## TASK BRIEF:
For this exercise, write out each entry below exactly as it reads.

═══ EXTRACTED DATA

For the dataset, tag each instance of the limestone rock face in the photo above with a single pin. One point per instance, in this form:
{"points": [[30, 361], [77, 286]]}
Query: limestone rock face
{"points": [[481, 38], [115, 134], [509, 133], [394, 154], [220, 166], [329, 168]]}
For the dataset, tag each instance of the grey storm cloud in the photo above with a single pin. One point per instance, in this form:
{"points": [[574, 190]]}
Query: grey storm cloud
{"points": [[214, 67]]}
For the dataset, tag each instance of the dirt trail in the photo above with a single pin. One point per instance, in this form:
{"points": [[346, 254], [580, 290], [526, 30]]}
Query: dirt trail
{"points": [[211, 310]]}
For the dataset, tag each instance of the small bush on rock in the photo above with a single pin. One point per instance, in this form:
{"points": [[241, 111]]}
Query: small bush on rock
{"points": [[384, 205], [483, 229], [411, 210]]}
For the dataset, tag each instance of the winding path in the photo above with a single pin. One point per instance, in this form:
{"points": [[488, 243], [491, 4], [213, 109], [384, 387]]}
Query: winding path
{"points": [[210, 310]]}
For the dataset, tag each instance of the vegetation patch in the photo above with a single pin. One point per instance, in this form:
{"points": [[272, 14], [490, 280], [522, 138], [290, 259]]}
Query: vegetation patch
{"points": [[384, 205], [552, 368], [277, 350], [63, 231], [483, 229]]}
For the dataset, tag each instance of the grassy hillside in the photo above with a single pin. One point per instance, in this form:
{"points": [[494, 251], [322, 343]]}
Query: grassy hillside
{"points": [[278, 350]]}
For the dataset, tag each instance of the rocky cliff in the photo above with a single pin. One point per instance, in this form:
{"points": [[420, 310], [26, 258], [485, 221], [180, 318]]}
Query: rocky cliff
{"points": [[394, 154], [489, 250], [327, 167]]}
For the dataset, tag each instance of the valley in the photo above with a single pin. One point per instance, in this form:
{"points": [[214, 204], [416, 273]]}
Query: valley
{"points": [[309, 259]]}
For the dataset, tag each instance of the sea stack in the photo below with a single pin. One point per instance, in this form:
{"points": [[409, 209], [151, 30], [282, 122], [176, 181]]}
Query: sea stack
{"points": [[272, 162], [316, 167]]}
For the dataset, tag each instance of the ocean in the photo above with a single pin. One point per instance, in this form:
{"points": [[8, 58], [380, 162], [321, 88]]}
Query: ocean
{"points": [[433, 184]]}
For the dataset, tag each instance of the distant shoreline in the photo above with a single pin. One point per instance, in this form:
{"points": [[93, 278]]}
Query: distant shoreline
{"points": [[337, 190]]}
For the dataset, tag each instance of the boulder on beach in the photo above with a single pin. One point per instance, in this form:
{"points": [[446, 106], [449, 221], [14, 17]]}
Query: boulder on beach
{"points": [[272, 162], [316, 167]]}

══════

## EXERCISE OUTPUT:
For the dataset, tag each instance of the limestone rock face in the photo above with a single pin. One point per instance, in this form:
{"points": [[30, 361], [77, 286]]}
Query: limestone rock face
{"points": [[481, 38], [115, 134], [509, 133], [394, 154], [220, 166], [329, 168]]}
For the dataset, tag each instance of the grey storm cloud in the photo above with a single pin. One point per instance, in this form:
{"points": [[574, 190]]}
Query: grey storm cloud
{"points": [[214, 67]]}
For the dataset, tag each instance of the dirt trail in the photo above with a single pin. One point per instance, in this form:
{"points": [[346, 254], [580, 290], [526, 30]]}
Query: dirt trail
{"points": [[211, 310]]}
For the dataset, tag each instance of the small bush on rock in the photo above with a single pin. One point per instance, in this form:
{"points": [[241, 111]]}
Query: small bush on rock
{"points": [[384, 205], [483, 229], [411, 210]]}
For the dataset, tag each instance of the winding path in the photo above with a single pin. One point per instance, in this form:
{"points": [[488, 243], [491, 4], [213, 109], [384, 387]]}
Query: winding path
{"points": [[210, 310]]}
For the dataset, tag each instance of the vegetation patch in the photo above with a single pin. One point per instance, in this form:
{"points": [[272, 14], [490, 280], [522, 138], [290, 259]]}
Query: vegetation patch
{"points": [[384, 205], [552, 368], [277, 350], [63, 231], [483, 229]]}
For the dataset, tag each instance of the grassy hillside in the photo above with a single pin. One point per instance, in this form:
{"points": [[494, 251], [322, 343]]}
Query: grassy hillside
{"points": [[278, 350]]}
For the dataset, tag each instance of the rocky cliff in the photo above with a single pin. One point per instance, in this form:
{"points": [[420, 310], [26, 258], [485, 221], [180, 318]]}
Query: rocky cliff
{"points": [[394, 154], [489, 250], [327, 167]]}
For the dataset, tag each instance of the valley in the photo above with a single pin. One point per instance, in this form:
{"points": [[214, 204], [416, 273]]}
Query: valley
{"points": [[309, 259]]}
For the dataset, tag each instance of the sea stack in the photo below with a single pin. One point per instance, in this form:
{"points": [[409, 209], [151, 30], [282, 122], [176, 181]]}
Query: sea stack
{"points": [[272, 162], [316, 167]]}
For the dataset, tag each instance of the ocean in the photo above with a single pin. One point per instance, in this form:
{"points": [[8, 58], [380, 162], [321, 88]]}
Query: ocean
{"points": [[433, 184]]}
For the dataset, tag each instance of the distant shoreline in the photo above with a single pin. One point per instance, in this form:
{"points": [[93, 278]]}
Query: distant shoreline
{"points": [[337, 190]]}
For the dataset, tag each instance of the boulder on beach in the photo above with a single pin. One point per instance, in this form:
{"points": [[446, 106], [449, 221], [14, 17]]}
Query: boulder on beach
{"points": [[272, 162], [316, 167]]}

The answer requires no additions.